__EXCERPT__:
※ ※ ※
This is necessary, because the said term tradesman is understood by several people, and in several places, in a different manner: for example, in the north of Britain, and likewise in Ireland, when you say a tradesman, you are understood to mean a mechanic, such as a smith, a carpenter, a shoemaker, and the like, such as here we call a handicraftsman. In like manner, abroad they call a tradesman such only as carry goods about from town to town, and from market to market, or from house to house, to sell; these in England we call petty chapmen, in the north pethers, and in our ordinary speech pedlars.
But in England, and especially in London, and the south parts of Britain, we take it in another sense, and in general, all sorts of warehouse-keepers, shopkeepers, whether wholesale dealers or retailers of goods, are called tradesmen, or, to explain it by another word, trading men: such are, whether wholesale or retail, our grocers, mercers, linen and woollen drapers, Blackwell-hall factors, tobacconists, haberdashers, whether of hats or small wares, glovers, hosiers, milliners, booksellers, stationers, and all other shopkeepers, who do not actually work upon, make, or manufacture, the goods they sell.
On the other hand, those who make the goods they sell, though they do keep shops to sell them, are not called tradesmen, but handicrafts, such as smiths, shoemakers, founders, joiners, carpenters, carvers, turners, and the like; others, who only make, or cause to be made, goods for other people to sell, are called manufacturers and artists, &c. Thus distinguished, I shall speak of them all as occasion requires, taking this general explication to be sufficient; and I thus mention it to prevent being obliged to frequent and further particular descriptions as I go on.
As there are several degrees of people employed in trade below these, such as workmen, labourers, and servants, so there is a degree of traders above them, which we call merchants; where it is needful to observe, that in other countries, and even in the north of Britain and Ireland, as the handicraftsmen and artists are called tradesmen, so the shopkeepers whom we here call tradesmen, are all called merchants; nay, even the very pedlars are called travelling merchants.[5] But in England the word merchant is understood of none but such as carry on foreign correspondences, importing the goods and growth of other countries, and exporting the growth and manufacture of England to other countries; or, to use a vulgar expression, because I am speaking to and of those who use that expression, such as trade beyond sea. These in England, and these only, are called merchants, by way of honourable distinction; these I am not concerned with in this work, nor is any part of it directed to them.
As the tradesmen are thus distinguished, and their several occupations divided into proper classes, so are the trades. The general commerce of England, as it is the most considerable of any nation in the world, so that part of it which we call the home or inland trade, is equal, if not superior, to that of any other nation, though some of those nations are infinitely greater than England, and more populous also, as France and Germany in particular.
※ ※ ※
__SUPPLIED DATA__:
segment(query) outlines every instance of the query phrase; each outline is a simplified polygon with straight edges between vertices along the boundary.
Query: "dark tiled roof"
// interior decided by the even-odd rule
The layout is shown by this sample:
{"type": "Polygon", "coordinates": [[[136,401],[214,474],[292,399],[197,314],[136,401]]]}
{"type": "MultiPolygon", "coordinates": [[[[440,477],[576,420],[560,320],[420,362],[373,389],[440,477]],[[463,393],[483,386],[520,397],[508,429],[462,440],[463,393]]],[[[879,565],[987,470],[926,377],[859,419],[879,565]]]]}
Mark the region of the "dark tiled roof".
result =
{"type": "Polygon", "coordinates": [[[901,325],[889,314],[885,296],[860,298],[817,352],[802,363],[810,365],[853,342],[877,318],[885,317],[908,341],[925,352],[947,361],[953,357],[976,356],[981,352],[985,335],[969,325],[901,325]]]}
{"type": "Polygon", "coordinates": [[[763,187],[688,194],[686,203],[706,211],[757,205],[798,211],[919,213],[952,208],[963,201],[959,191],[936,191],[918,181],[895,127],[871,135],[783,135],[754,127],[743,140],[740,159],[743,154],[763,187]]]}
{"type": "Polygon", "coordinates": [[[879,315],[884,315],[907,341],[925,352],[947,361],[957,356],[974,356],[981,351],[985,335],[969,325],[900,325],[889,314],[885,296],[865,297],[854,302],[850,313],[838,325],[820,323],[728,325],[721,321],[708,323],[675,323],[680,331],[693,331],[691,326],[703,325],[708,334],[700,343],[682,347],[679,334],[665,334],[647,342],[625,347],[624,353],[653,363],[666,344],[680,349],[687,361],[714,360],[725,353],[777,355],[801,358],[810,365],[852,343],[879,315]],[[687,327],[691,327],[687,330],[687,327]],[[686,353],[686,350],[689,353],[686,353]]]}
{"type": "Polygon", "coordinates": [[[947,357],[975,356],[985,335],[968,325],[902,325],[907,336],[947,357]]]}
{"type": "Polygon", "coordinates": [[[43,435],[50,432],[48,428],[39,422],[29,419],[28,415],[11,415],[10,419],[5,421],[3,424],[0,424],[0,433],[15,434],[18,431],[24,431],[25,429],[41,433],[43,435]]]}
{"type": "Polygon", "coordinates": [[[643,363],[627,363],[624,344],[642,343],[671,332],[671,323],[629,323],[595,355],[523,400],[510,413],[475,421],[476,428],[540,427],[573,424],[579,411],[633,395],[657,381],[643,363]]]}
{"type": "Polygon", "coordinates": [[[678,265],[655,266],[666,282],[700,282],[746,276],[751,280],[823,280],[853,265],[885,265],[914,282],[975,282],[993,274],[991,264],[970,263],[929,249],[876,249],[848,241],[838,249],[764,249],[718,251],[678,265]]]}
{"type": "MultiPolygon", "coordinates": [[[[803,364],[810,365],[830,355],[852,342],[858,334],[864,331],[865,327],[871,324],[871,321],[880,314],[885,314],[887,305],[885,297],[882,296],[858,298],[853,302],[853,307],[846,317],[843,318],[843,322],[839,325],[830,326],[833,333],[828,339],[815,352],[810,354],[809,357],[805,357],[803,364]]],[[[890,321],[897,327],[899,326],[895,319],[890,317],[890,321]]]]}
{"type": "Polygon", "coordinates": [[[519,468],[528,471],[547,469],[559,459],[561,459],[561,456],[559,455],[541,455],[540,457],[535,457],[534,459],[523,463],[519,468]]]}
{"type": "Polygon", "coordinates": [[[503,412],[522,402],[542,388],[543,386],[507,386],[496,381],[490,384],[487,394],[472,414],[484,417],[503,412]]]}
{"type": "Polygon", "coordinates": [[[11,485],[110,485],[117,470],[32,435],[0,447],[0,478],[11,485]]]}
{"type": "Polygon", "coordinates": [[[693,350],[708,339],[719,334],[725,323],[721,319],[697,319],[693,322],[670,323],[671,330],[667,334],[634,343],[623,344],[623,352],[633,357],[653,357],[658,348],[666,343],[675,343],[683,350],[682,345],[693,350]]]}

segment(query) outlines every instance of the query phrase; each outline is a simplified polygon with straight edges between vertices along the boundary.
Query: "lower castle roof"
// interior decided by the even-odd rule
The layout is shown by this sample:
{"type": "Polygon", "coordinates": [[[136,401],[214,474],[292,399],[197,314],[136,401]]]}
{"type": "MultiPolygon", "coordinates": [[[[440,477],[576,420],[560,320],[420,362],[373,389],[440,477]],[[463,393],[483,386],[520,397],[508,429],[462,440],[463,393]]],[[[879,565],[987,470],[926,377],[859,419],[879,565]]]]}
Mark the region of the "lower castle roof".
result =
※ ※ ※
__WORK INSTRUCTIONS__:
A - In the excerpt on tradesmen, why does the writer use the phrase "trade beyond sea" when describing merchants?
B - Reproduce a portion of the excerpt on tradesmen word for word: begin at the words "This is necessary, because" and stop after "ordinary speech pedlars.".
C - List every trade that the excerpt on tradesmen gives as an example of handicrafts in the sentence beginning "On the other hand".

__THE RESULTS__:
A - He uses that common expression because he is speaking to, and about, the people who use it.

B -
This is necessary, because the said term tradesman is understood by several people, and in several places, in a different manner: for example, in the north of Britain, and likewise in Ireland, when you say a tradesman, you are understood to mean a mechanic, such as a smith, a carpenter, a shoemaker, and the like, such as here we call a handicraftsman. In like manner, abroad they call a tradesman such only as carry goods about from town to town, and from market to market, or from house to house, to sell; these in England we call petty chapmen, in the north pethers, and in our ordinary speech pedlars.

C - smiths, shoemakers, founders, joiners, carpenters, carvers, turners